## Your goal
Go through the entries, filter for the word "tuples", and copy every line that has it.
[Entries provided — start]
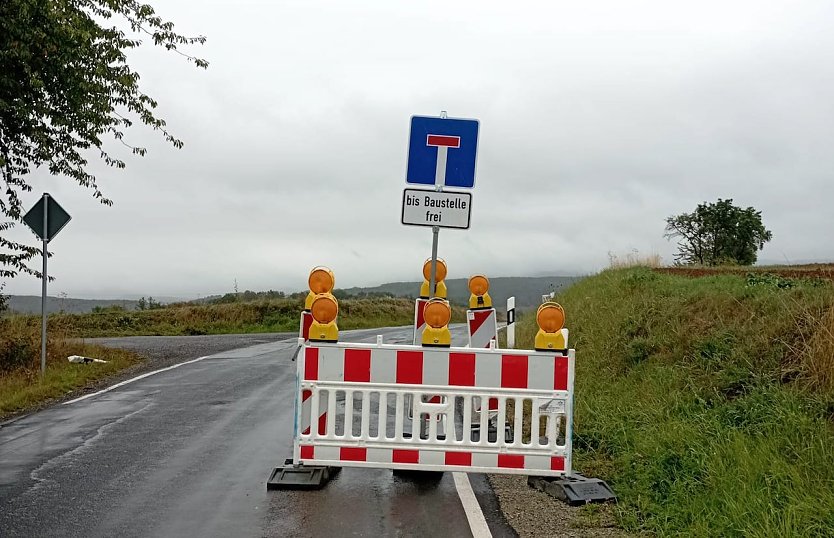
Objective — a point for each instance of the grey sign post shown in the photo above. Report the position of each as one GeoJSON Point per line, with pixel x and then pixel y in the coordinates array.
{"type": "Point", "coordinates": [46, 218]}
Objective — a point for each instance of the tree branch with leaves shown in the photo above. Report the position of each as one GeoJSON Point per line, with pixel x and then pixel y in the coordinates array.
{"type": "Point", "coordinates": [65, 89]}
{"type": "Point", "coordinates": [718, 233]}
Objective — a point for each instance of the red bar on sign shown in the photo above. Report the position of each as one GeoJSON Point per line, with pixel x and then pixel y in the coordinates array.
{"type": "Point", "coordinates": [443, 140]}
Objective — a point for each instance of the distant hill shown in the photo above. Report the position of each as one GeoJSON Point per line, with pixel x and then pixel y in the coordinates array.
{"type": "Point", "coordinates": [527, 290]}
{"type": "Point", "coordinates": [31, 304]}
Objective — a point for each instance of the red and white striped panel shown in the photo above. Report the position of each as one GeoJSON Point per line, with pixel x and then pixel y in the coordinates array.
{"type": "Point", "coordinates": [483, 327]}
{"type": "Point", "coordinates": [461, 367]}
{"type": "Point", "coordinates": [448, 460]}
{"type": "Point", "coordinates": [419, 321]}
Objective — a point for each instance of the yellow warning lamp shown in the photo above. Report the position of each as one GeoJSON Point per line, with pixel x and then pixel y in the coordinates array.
[Entries provided — finish]
[Entries provided — start]
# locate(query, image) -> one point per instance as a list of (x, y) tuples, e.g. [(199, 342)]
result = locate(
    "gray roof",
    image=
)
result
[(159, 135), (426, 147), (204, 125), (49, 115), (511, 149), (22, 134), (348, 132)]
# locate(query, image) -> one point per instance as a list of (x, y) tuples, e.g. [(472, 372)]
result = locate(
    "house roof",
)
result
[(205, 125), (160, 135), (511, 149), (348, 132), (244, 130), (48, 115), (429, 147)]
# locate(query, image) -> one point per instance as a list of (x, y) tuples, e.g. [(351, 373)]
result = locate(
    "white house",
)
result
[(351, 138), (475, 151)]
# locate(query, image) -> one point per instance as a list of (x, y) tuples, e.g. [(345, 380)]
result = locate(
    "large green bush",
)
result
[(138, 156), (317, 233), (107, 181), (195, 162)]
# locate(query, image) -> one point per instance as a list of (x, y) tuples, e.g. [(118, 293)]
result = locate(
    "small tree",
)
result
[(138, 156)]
[Entries provided — finish]
## Your response
# locate(query, image) -> one point per instance as a list of (x, y) tuples, e.g. [(199, 342)]
# locate(query, image) -> one point per instance as a list of (x, y) tuples, e.g. [(472, 372)]
# locate(query, image) -> one point per instance as a list of (x, y) tuples, e.g. [(351, 373)]
# locate(query, image) -> one point per instance as a list of (x, y) tuples, e.g. [(345, 380)]
# locate(query, image) -> one point per instance as a list of (x, y) tuples, e.g. [(118, 293)]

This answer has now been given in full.